* Job:
The book page below ends with a bulleted list of publication details. Give each detail in that list along with its value.

* Page text:

▬▬▬▬▬▬▬▬▬▬

Teenage Hipster in the Modern World

From the Birth of Punk to the Land of Bush: Thirty Years of Apocalyptic Journalism

by Mark Jacobson Foreword by Richard Price


“In his vibrant, pulsing journalism, Mark Jacobson consistently displays the essential quality of a great musician: the sense of surprise. He looks, he listens, he plays on his horn. And we understand that we didn’t truly know what we thought we knew about his subject. A brilliant collection by one of our most valuable journalists.” –Pete Hamill

  • Imprint Black Cat
  • Page Count 432
  • Publication Date May 24, 2005
  • ISBN-13 978-0-8021-7008-8
  • Dimensions 6" x 9"

▬▬▬▬▬▬▬▬▬▬

* Recorded information:
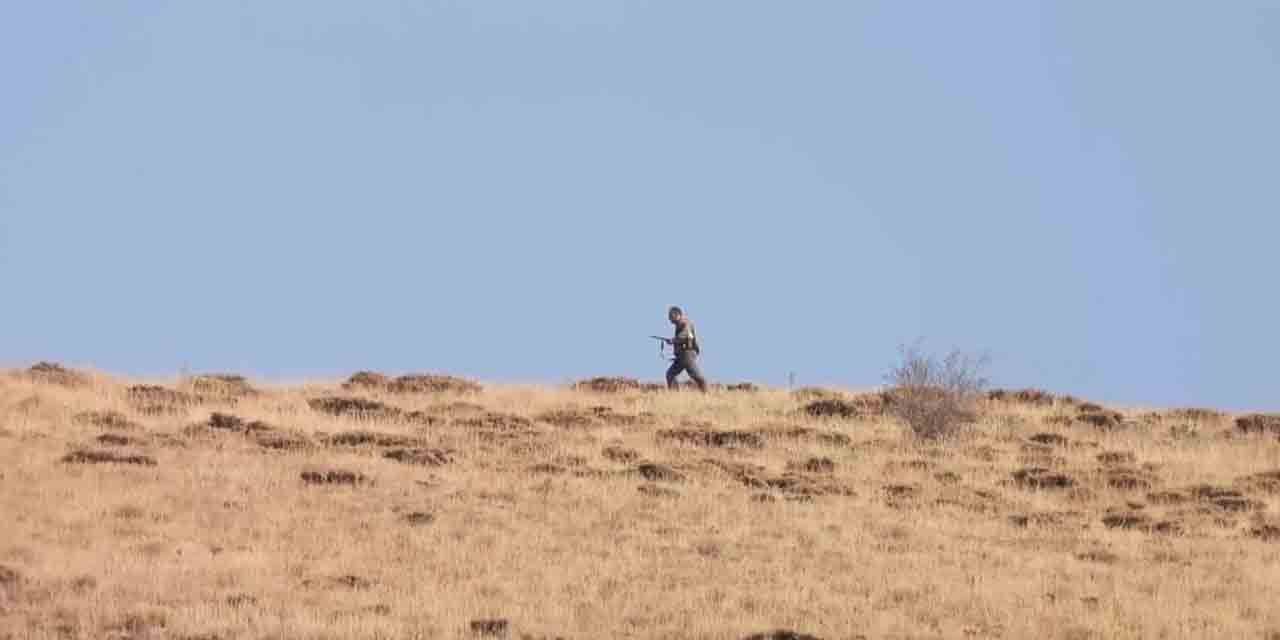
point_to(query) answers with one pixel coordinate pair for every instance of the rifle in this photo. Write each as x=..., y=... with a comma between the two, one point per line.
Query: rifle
x=662, y=346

▬▬▬▬▬▬▬▬▬▬

* Solution:
- Imprint: Black Cat
- Page Count: 432
- Publication Date: May 24, 2005
- ISBN-13: 978-0-8021-7008-8
- Dimensions: 6" x 9"